Task description →
Write the material out again, line by line, exactly as it is.

Excerpts from point annotation data
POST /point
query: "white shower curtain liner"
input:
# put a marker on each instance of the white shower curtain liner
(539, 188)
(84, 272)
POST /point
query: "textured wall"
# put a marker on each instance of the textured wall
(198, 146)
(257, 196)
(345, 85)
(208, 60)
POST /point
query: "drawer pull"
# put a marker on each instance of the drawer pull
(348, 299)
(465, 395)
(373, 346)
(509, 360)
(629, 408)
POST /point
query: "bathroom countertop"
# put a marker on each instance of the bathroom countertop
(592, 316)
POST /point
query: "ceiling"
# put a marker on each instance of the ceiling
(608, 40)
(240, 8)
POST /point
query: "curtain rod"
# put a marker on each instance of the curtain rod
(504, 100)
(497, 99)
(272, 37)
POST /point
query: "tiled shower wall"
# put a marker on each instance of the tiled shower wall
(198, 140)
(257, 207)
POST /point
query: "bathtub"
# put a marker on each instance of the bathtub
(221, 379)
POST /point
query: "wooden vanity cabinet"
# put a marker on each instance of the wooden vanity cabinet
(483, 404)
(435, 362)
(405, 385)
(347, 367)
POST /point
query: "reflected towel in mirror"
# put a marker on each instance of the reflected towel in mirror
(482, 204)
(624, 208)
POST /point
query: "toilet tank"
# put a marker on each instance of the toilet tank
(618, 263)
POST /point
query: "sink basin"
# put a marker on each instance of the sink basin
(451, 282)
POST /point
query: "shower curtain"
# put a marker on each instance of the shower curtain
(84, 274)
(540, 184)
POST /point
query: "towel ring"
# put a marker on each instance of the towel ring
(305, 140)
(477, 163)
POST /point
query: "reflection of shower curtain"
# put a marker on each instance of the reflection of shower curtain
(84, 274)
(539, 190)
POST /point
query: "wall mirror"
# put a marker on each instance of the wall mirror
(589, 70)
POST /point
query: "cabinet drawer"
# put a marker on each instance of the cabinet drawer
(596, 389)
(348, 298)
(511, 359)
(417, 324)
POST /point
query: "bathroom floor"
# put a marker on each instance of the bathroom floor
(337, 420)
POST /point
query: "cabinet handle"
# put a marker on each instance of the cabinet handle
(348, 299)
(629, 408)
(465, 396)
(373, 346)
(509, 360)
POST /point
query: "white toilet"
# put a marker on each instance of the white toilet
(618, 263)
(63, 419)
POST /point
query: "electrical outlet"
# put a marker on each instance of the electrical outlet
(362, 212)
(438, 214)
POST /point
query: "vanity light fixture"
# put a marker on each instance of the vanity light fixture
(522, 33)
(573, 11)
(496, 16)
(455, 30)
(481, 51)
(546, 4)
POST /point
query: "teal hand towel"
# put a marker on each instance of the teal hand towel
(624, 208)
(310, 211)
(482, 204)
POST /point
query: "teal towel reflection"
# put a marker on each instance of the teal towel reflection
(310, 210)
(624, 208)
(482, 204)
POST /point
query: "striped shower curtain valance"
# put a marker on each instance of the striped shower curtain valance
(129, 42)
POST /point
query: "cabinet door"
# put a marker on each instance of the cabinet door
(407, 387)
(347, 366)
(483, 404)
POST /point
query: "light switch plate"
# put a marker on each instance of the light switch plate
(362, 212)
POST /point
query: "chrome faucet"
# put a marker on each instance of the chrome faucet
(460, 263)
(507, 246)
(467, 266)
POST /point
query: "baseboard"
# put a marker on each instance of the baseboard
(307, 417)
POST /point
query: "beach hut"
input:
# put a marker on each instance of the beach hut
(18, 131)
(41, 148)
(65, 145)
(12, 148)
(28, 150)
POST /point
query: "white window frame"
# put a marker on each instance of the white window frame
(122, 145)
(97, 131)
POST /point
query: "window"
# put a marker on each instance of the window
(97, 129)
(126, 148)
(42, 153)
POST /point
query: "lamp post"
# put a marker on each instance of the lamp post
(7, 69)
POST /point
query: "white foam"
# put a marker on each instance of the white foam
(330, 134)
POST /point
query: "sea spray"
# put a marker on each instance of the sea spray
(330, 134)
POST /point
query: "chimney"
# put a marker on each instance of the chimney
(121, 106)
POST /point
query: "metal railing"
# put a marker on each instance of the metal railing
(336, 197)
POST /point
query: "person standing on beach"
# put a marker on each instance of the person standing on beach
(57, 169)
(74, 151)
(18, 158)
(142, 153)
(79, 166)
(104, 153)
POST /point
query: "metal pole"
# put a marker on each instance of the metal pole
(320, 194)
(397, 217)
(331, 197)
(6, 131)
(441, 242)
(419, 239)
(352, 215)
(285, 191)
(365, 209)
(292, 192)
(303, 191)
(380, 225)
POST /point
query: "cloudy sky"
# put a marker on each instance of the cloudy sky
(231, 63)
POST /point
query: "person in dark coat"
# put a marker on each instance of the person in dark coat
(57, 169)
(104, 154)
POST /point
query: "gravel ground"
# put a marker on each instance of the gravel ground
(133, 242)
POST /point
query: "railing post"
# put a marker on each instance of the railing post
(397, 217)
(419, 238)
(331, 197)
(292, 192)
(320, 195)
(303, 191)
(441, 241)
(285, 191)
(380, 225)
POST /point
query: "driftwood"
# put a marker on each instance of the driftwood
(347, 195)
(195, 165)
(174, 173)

Result for this task →
POST /point
query: "white shower curtain liner"
input:
# put a marker on each instance of the white shower curtain liner
(539, 188)
(84, 272)
POST /point
query: "textured wall"
# put a marker on each instance of the textured wall
(198, 146)
(257, 196)
(345, 85)
(208, 60)
POST /point
query: "drawer pull"
# put a marker on each instance of the drawer pull
(348, 299)
(465, 395)
(373, 346)
(509, 360)
(629, 408)
POST /point
query: "bathroom countertop"
# put a marker on each instance of the bathroom countertop
(592, 316)
POST /point
query: "ceiling"
# put a marker on each instance of the ceiling
(608, 40)
(240, 8)
POST /point
query: "curtain rod"
# put a marker on each instance of the curtain rod
(504, 100)
(497, 99)
(272, 37)
POST /point
query: "tiled shower wall"
# put a marker on each instance of the tiled shower wall
(198, 140)
(257, 207)
POST /point
query: "bathtub"
# put a marker on each instance of the bathtub
(221, 379)
POST /point
query: "wooden vanity cabinet"
# put a marker on each instance of the wooden vanity cabinet
(483, 404)
(435, 362)
(405, 385)
(347, 367)
POST /point
query: "reflected towel in mirror"
# put a marker on each instance of the reflected towel in mirror
(482, 204)
(624, 208)
POST /point
query: "toilet tank"
# put a marker on each instance of the toilet tank
(618, 263)
POST /point
query: "sink basin"
# put a marker on each instance of the sink basin
(451, 282)
POST /point
query: "shower curtain"
# put a marker on each instance of the shower curtain
(84, 274)
(540, 184)
POST /point
query: "towel ring"
# put a marker on each instance of the towel ring
(305, 140)
(477, 163)
POST /point
query: "reflection of shower curtain"
# put a marker on each instance of the reflection of shower curtain
(84, 274)
(539, 190)
POST /point
query: "wall mirror"
# put a marker on each instance of the wall mirror
(589, 70)
POST /point
query: "cabinet drawer"
# put a marker on each instance of the cabinet drawer
(596, 389)
(348, 298)
(511, 359)
(417, 324)
POST /point
query: "bathroom floor"
# put a marker on each instance of the bathroom floor
(337, 420)
POST /point
query: "cabinet handle"
# put a marker on each instance of the cabinet handle
(348, 299)
(629, 408)
(465, 396)
(373, 346)
(509, 360)
POST /point
query: "white toilet"
# put a marker on each instance of the white toilet
(618, 263)
(63, 419)
POST /point
query: "electrical outlet"
# put a marker on each instance of the electrical outlet
(362, 212)
(438, 214)
POST /point
query: "vanity light fixture"
# put a marker on each instance of the vanity light fixture
(522, 33)
(573, 11)
(496, 16)
(455, 30)
(481, 51)
(546, 4)
POST /point
query: "teal hand towel"
# put a marker on each instance of the teal hand towel
(624, 208)
(310, 211)
(482, 204)
POST /point
query: "teal towel reflection"
# put a marker on each instance of the teal towel reflection
(310, 210)
(624, 208)
(482, 204)
POST /point
query: "striped shower curtain valance"
# put a marker on each instance of the striped shower curtain valance
(129, 42)
POST /point
query: "cabinet door"
# put a marker on each instance of the cabinet door
(407, 387)
(347, 366)
(483, 404)
POST /point
query: "light switch plate"
# put a marker on each instance of the light switch plate
(362, 212)
POST /point
query: "chrome faucet"
# put a marker on each instance of the chrome faucet
(460, 263)
(507, 246)
(467, 266)
POST /point
query: "baseboard"
# put a marker on each instance of the baseboard
(307, 417)
POST /point
query: "beach hut"
input:
# put a marker on each instance of the beach hut
(18, 131)
(41, 148)
(65, 145)
(12, 148)
(28, 150)
POST /point
query: "white window frame"
# put a marker on each instance of the white window frame
(122, 145)
(97, 131)
POST /point
query: "window"
# put a marker on each instance of the window
(97, 129)
(126, 148)
(42, 153)
POST /point
query: "lamp post"
# put a marker on each instance of the lamp post
(7, 69)
POST /point
query: "white foam"
# put a marker on each instance of the white foam
(330, 134)
POST /point
query: "sea spray"
# put a marker on each instance of the sea spray
(330, 134)
POST /point
query: "chimney"
# put a marker on each instance of the chimney
(121, 106)
POST /point
query: "metal railing"
# put a marker on each instance of the metal railing
(336, 197)
POST /point
query: "person standing on beach"
# put a marker on each instance of the person standing on beach
(57, 169)
(74, 151)
(18, 158)
(142, 153)
(79, 166)
(104, 153)
POST /point
query: "metal pole"
# put a marker on each instance of the metal pole
(320, 194)
(397, 217)
(331, 197)
(6, 131)
(441, 242)
(419, 239)
(352, 215)
(285, 191)
(365, 209)
(292, 192)
(303, 191)
(380, 225)
POST /point
query: "cloudy sky"
# put a marker on each instance of the cloudy sky
(231, 63)
POST /point
query: "person in dark coat"
# put a marker on each instance of the person in dark coat
(57, 169)
(104, 154)
POST /point
query: "gravel ground"
# put a marker on each instance of the gravel ground
(133, 242)
POST /point
query: "railing post"
# put a marker on each instance of the railing post
(397, 217)
(419, 238)
(331, 197)
(292, 192)
(320, 195)
(303, 191)
(441, 241)
(285, 191)
(380, 225)
POST /point
query: "driftwood"
# put a marker on each instance of the driftwood
(347, 195)
(195, 165)
(174, 173)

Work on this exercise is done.